• [TASK INSTRUCTIONS]
Rewrite the entries from the start through the line containing "[0,586,51,642]", both ends included. Replace "flag pole" with "flagpole" and change nothing else.

• [LISTED ENTRIES]
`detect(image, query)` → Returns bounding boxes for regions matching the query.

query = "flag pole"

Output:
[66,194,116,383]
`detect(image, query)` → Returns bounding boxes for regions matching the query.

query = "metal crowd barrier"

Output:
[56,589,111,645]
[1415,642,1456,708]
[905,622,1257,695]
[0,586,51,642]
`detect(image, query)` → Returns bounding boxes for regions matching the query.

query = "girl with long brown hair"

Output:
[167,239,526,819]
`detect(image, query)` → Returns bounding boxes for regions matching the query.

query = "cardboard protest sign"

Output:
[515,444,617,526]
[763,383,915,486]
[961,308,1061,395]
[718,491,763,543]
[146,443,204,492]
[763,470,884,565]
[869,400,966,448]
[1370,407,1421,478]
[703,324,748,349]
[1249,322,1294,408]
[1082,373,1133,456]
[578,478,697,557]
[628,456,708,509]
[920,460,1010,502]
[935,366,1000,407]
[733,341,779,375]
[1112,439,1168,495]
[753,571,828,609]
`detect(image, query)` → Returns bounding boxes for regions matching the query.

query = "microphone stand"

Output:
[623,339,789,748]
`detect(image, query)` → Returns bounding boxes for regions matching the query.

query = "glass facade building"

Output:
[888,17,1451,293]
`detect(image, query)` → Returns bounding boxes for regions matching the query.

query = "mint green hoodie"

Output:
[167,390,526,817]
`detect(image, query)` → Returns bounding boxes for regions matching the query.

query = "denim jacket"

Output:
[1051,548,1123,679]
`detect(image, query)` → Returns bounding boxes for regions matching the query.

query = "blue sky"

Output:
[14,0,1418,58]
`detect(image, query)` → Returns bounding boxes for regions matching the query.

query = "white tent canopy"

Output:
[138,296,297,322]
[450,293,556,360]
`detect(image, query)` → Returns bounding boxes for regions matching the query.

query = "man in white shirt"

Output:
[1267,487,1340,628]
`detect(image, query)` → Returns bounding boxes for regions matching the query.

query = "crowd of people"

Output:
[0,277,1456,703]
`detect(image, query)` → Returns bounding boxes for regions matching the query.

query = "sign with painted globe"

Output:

• [SOLUTION BELOW]
`detect(image, query)` → Returns bounding boxes for regions matching the query.

query = "flagpole"

Output:
[66,194,116,383]
`detect(image, query)` → Returns bounding boxes for regions matching the query.

query = "metal crowd barrier"

Output:
[56,589,111,645]
[1415,642,1456,708]
[905,622,1257,695]
[0,586,51,642]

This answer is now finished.